>>>>
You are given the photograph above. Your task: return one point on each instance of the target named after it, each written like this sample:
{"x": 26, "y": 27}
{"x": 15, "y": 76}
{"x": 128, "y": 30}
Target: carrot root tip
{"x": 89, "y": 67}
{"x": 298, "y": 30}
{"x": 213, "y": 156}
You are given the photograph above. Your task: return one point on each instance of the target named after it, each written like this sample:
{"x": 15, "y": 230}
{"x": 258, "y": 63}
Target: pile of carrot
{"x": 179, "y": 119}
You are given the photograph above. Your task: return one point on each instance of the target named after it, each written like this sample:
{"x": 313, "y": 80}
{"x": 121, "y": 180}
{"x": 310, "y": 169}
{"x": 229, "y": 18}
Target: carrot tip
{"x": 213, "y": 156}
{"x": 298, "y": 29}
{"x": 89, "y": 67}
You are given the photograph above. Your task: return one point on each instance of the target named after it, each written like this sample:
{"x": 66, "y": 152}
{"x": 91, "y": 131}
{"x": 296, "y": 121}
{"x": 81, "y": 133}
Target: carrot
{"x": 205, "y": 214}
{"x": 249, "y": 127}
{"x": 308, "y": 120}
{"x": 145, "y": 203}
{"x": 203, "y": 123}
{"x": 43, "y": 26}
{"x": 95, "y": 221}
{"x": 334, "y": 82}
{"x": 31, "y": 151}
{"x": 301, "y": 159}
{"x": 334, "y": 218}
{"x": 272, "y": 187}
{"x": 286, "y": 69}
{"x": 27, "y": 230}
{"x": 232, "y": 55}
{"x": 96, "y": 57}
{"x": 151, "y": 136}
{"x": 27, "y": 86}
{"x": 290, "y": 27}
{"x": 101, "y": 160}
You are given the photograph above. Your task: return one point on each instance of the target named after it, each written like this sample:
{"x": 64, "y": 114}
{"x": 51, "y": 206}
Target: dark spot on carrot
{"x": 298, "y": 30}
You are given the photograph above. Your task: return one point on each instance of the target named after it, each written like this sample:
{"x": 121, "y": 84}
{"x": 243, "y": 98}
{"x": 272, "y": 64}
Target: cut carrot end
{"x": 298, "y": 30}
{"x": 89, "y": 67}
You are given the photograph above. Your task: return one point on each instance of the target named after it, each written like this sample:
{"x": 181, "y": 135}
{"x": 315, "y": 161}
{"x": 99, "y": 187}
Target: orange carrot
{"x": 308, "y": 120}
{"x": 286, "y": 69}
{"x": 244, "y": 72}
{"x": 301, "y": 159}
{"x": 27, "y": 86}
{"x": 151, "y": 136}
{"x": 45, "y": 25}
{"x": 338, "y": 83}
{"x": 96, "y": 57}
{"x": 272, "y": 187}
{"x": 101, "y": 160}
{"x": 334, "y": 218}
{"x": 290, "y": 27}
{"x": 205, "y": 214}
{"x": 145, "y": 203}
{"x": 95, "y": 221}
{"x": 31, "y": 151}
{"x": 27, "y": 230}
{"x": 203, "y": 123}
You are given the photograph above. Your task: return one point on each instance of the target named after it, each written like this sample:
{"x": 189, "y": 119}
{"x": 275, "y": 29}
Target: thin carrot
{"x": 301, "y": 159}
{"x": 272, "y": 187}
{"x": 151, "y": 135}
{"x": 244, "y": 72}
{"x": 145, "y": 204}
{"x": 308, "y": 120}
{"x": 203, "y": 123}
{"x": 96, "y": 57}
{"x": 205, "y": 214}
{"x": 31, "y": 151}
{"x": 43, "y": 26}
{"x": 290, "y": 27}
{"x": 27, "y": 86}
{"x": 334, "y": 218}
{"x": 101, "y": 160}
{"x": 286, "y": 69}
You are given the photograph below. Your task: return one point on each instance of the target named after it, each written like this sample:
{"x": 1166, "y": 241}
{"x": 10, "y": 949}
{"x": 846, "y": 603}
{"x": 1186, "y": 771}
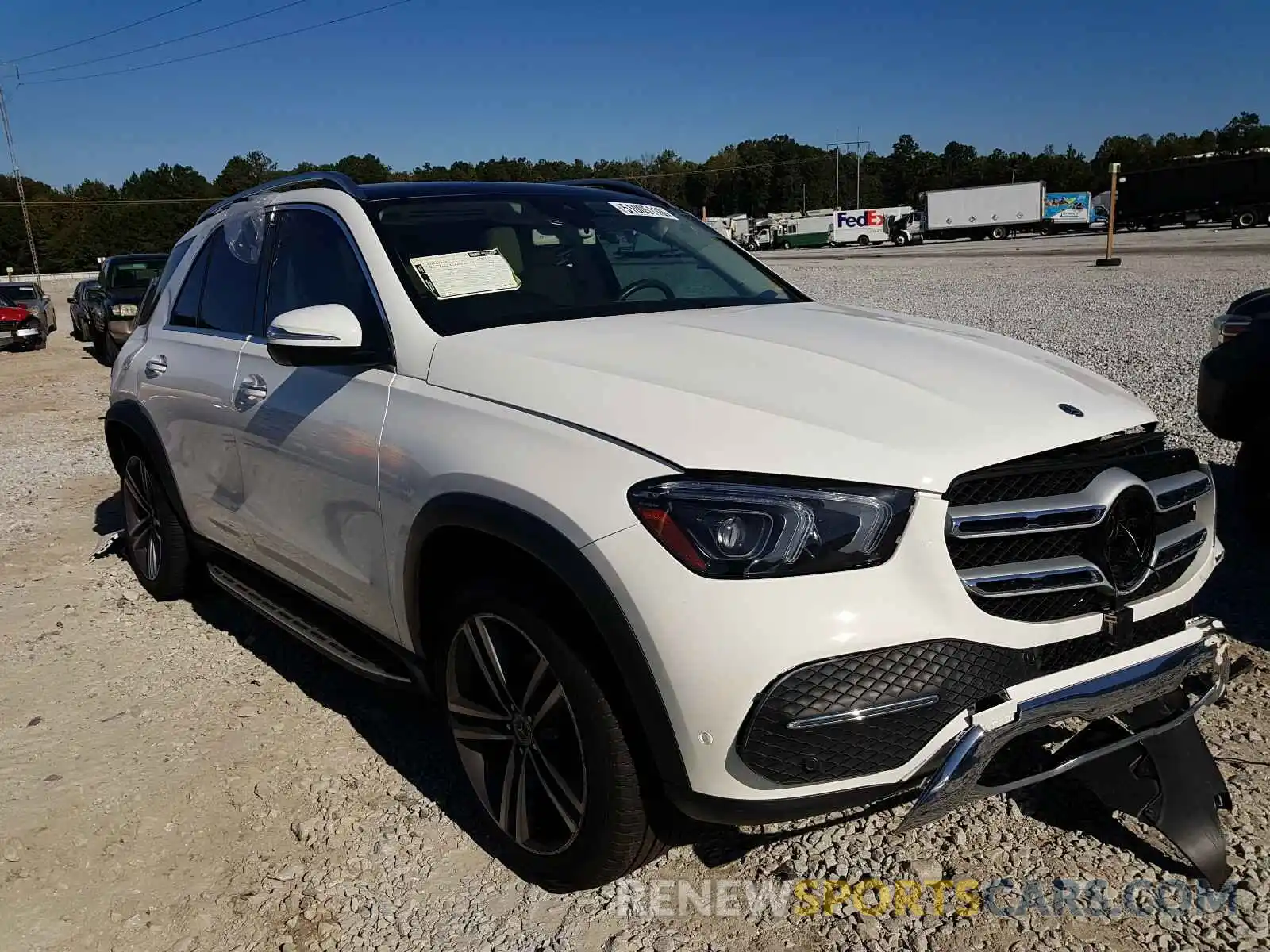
<<<<
▶ _PROBLEM_
Format the lines of the listing, from the line containing "You are given the photograph below." through the end of the listing, inclusive, as a JSON list of strings with one string per line. Skip blank lines and leave out any pictures.

▶ _EXERCISE OUTPUT_
[
  "You are given the photograph below. Your task: return one point on each instance of the target named after it, each written like this sample:",
  "{\"x\": 1166, \"y\": 241}",
  "{\"x\": 10, \"y\": 949}",
  "{\"x\": 846, \"y\": 603}",
  "{\"x\": 1186, \"y\": 771}"
]